┌────────

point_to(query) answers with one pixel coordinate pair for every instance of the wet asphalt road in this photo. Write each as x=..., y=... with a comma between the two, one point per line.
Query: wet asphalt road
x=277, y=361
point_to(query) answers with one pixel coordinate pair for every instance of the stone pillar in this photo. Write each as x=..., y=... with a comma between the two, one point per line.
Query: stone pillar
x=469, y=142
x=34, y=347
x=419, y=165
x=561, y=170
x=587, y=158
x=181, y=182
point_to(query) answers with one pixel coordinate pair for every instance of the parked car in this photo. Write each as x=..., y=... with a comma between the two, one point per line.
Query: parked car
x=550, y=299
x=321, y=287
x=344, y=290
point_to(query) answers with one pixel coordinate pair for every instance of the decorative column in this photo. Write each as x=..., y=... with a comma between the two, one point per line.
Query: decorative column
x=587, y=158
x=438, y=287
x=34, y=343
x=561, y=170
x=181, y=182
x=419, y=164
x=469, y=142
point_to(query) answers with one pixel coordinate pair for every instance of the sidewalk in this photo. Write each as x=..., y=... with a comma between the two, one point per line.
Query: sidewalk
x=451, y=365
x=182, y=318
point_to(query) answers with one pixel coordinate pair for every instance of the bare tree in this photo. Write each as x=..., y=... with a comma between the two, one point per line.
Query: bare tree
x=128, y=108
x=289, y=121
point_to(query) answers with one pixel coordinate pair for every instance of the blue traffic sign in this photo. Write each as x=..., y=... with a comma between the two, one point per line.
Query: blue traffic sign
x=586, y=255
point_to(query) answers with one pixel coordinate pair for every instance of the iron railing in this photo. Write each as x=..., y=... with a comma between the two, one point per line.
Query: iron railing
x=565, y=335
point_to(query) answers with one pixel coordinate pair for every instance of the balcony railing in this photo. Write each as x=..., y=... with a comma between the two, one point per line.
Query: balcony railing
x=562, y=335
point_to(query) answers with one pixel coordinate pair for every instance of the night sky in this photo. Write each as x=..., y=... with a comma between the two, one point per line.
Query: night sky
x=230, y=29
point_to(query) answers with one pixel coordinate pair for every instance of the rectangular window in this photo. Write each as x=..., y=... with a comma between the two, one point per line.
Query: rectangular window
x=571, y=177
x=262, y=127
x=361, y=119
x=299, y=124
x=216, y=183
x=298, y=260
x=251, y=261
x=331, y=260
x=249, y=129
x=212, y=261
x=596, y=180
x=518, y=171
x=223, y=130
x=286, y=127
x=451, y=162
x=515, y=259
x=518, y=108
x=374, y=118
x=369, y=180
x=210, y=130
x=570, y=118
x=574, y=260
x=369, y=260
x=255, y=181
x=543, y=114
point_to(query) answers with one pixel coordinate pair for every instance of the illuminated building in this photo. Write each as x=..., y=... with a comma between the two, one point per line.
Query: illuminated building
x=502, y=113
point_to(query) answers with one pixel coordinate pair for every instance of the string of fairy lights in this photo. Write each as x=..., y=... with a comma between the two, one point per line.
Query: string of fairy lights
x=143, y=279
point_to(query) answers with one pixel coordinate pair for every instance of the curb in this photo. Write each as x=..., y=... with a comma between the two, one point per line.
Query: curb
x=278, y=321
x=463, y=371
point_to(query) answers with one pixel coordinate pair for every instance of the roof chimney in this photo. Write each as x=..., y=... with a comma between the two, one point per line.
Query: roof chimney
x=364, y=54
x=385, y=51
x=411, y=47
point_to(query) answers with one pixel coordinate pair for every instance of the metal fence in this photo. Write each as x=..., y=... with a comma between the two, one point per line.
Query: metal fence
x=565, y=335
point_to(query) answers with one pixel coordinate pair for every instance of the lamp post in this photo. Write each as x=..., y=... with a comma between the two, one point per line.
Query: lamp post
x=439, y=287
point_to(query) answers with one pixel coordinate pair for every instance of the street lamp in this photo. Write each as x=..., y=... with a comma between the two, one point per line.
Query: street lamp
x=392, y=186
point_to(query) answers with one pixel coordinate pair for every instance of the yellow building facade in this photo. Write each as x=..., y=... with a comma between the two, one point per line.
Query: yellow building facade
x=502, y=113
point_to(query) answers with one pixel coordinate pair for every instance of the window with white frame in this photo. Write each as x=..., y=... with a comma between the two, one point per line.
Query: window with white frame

└────────

» **What is asked**:
Output all the rows above as a numbered list, one line per item, and drop any blank lines.

» **Exercise result**:
1. point_to(query) answers with one pixel coordinate pair for every instance of the wet asphalt road in this photo. Write each as x=..., y=... with a comma between the two, one point per line.
2. Query: wet asphalt road
3. x=277, y=361
4. point_to(query) answers with one pixel coordinate pair for every instance of the stone pillar in this photo. Write each as x=..., y=... with a comma between the two, one point per line.
5. Query: stone pillar
6. x=469, y=142
7. x=34, y=347
8. x=419, y=165
9. x=561, y=170
10. x=587, y=158
11. x=181, y=182
12. point_to(query) answers with one pixel coordinate pair for every instance of the parked car in this photo. Write each as x=..., y=... with a comma between the two, one point per line.
13. Query: parked car
14. x=550, y=299
15. x=321, y=287
16. x=344, y=290
17. point_to(query) answers with one pixel coordinate pair for every instance of the decorative column in this photo. Write each as x=..., y=... with a comma between the two, one point per line.
18. Query: decorative column
19. x=587, y=158
20. x=438, y=287
21. x=34, y=343
22. x=561, y=170
23. x=181, y=182
24. x=419, y=164
25. x=469, y=142
26. point_to(query) answers with one pixel coordinate pair for every instance of the sidewalk in this photo. Write each as x=..., y=... with a comma between the two, one point per line.
27. Query: sidewalk
28. x=451, y=365
29. x=182, y=318
30. point_to(query) answers with one pixel coordinate pair for every instance of the bare tree in this photo. Write each as x=..., y=... with a comma between the two, one point per line.
31. Query: bare tree
32. x=128, y=108
33. x=289, y=121
34. point_to(query) answers with one pixel coordinate pair for every instance of the blue traffic sign in this photo. Write each as x=..., y=... with a comma between the two, one point per line.
35. Query: blue traffic sign
36. x=586, y=255
37. point_to(query) answers with one pixel coordinate pair for every instance of the iron railing in this photo. Write each as x=..., y=... with a comma between the two, one point per line.
38. Query: iron railing
39. x=565, y=335
40. point_to(query) answers with one pixel coordinate pair for every instance of the balcony railing in this photo. Write each as x=..., y=... with a comma between the two, one point per line.
41. Query: balcony railing
42. x=562, y=335
43. point_to(query) answers with one pixel coordinate pair for every instance of the night sky in this photo. Write each as x=..., y=... with a comma between the two, one point per line.
44. Query: night sky
45. x=230, y=29
46. point_to(query) answers with one pixel coordinate pair for every instance of the rectangular window in this photo. Write each as x=..., y=... with a comma between the two, one point per line.
47. Query: rectangular window
48. x=571, y=177
49. x=262, y=127
50. x=361, y=119
51. x=299, y=124
52. x=216, y=183
53. x=298, y=260
54. x=251, y=261
55. x=331, y=260
56. x=249, y=129
57. x=212, y=261
58. x=596, y=180
59. x=518, y=171
60. x=223, y=130
61. x=286, y=127
62. x=451, y=162
63. x=515, y=259
64. x=518, y=108
65. x=374, y=118
66. x=369, y=180
67. x=210, y=130
68. x=570, y=118
69. x=574, y=260
70. x=369, y=260
71. x=255, y=181
72. x=543, y=114
73. point_to(query) answers with one pixel coordinate pair for every instance of the illuminated building in this photo. Write each as x=..., y=... with a comma between the two, one point per line.
74. Query: illuminated building
75. x=502, y=113
76. point_to(query) answers with one pixel coordinate pair for every instance of the string of fairy lights in this photo. Write each as x=..., y=... with a comma between the two, one point per line.
77. Query: string of fairy lights
78. x=143, y=279
79. point_to(query) answers with one pixel coordinate pair for every instance of the curb in this photo. Write each as x=..., y=... with a comma between the two, one point per line.
80. Query: curb
81. x=278, y=321
82. x=463, y=371
83. point_to(query) answers with one pixel coordinate pair for every instance of the roof chimney in this photo. Write each as x=..., y=... with a comma between the two, one point per line.
84. Query: roof chimney
85. x=364, y=54
86. x=385, y=51
87. x=411, y=47
88. point_to(query) answers with one pixel coordinate pair for every instance of the metal fence in this photo. Write each as x=..., y=... with a comma between the two, one point per line.
89. Query: metal fence
90. x=565, y=335
91. point_to(query) answers with one pixel coordinate pair for every instance of the lamp post in this photo. Write each as x=..., y=... with a comma between the two, one point per line.
92. Query: lamp post
93. x=439, y=287
94. point_to(query) answers with one pixel coordinate pair for every instance of the street lamp in this photo. Write each as x=..., y=... with a comma between the two, one point per line.
95. Query: street lamp
96. x=392, y=186
97. point_to(query) answers with one pixel coordinate pair for every instance of the yellow building facade in this photo. Write each as x=..., y=... with a comma between the two, one point per line.
98. Query: yellow building facade
99. x=502, y=113
100. point_to(query) answers with one pixel coordinate pair for every instance of the window with white frame in this photo. Write each as x=..., y=... with a comma between the two, one point per line.
101. Query: window with white frame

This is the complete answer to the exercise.